▼

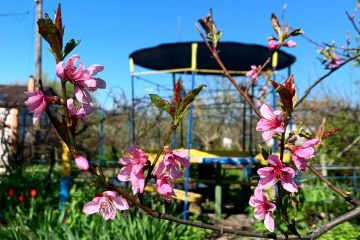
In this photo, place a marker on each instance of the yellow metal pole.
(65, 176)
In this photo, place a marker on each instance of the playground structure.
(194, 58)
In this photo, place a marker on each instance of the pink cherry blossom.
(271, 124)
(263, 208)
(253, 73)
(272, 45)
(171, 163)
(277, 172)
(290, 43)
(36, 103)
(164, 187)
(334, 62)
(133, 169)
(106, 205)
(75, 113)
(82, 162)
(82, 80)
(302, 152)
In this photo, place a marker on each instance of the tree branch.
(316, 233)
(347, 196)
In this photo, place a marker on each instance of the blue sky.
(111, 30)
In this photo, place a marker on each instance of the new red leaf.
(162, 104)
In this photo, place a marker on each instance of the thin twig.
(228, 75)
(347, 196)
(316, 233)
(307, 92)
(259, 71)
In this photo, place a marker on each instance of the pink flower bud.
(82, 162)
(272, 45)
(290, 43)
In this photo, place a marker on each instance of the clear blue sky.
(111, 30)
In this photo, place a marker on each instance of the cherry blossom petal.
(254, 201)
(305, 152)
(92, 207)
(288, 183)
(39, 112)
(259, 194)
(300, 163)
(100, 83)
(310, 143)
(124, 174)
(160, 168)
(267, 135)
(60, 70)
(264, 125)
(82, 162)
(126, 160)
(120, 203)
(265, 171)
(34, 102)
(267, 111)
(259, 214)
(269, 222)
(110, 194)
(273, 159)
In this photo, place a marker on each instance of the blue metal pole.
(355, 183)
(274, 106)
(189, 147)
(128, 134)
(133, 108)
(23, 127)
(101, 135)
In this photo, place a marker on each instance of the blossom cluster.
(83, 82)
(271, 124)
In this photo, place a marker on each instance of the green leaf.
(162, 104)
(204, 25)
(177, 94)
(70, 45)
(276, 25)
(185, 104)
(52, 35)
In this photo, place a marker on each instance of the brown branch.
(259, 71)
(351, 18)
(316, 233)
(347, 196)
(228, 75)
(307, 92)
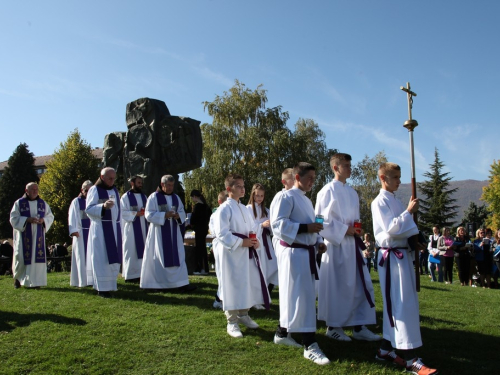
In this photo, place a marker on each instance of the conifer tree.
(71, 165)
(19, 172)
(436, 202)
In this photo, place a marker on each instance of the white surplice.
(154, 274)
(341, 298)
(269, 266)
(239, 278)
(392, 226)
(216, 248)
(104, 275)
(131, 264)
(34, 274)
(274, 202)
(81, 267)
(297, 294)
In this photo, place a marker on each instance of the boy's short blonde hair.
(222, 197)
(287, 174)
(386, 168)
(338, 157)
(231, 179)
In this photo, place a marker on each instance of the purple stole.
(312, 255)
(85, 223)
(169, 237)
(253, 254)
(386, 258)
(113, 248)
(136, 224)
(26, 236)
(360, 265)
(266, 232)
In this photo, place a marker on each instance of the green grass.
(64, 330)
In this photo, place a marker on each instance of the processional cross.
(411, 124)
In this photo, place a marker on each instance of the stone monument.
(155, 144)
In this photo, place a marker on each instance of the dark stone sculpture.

▲
▼

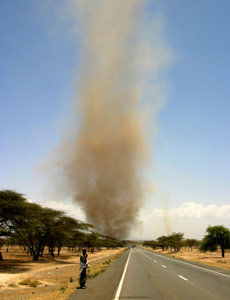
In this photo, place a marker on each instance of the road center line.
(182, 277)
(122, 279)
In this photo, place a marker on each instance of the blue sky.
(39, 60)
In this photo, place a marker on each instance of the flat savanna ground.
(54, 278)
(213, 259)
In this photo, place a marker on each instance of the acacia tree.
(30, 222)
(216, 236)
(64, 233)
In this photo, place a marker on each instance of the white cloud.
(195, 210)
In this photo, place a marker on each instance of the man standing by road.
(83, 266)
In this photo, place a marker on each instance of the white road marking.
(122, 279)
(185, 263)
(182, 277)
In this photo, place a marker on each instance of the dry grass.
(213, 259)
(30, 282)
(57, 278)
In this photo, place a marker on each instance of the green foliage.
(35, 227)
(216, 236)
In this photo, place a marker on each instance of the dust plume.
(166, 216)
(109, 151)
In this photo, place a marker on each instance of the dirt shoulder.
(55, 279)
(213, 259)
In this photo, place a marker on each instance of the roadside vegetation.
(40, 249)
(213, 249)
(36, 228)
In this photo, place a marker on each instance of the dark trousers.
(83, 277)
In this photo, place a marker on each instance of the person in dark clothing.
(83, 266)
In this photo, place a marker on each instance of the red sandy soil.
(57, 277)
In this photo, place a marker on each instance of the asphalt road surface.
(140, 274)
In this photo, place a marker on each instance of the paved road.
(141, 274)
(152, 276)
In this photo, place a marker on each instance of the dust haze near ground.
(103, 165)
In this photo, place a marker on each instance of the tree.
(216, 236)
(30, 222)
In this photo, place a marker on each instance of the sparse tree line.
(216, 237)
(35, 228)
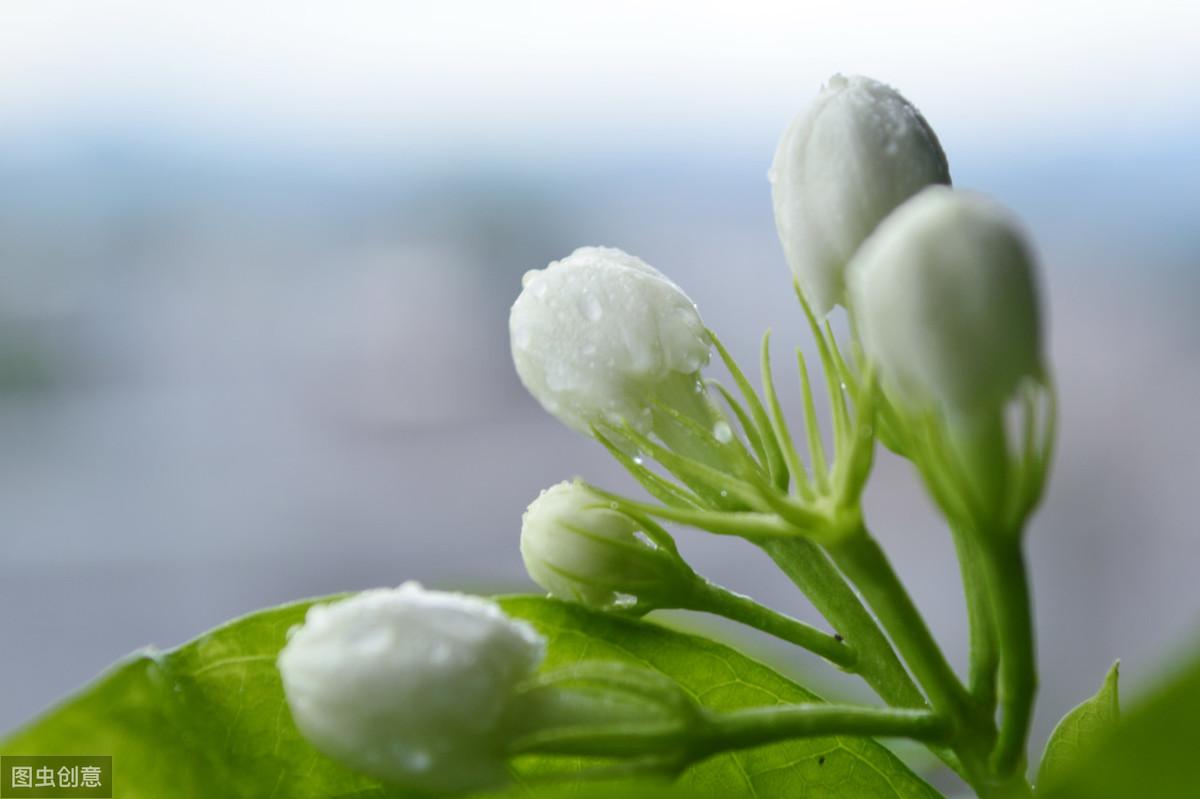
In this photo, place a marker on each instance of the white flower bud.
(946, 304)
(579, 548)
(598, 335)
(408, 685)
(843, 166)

▲

Look above for the line containing "the green grass.". Output from there through the line containing "dark stone sculpture.", exactly and inclusively.

In this photo, place a marker on each instance of the green grass.
(64, 330)
In this photo, place a marker on each instance of the processional cross.
(411, 124)
In this photo, place a marker on each instance of the stone monument.
(155, 144)
In this photo, place a marker on each instance of the dark stone sculpture.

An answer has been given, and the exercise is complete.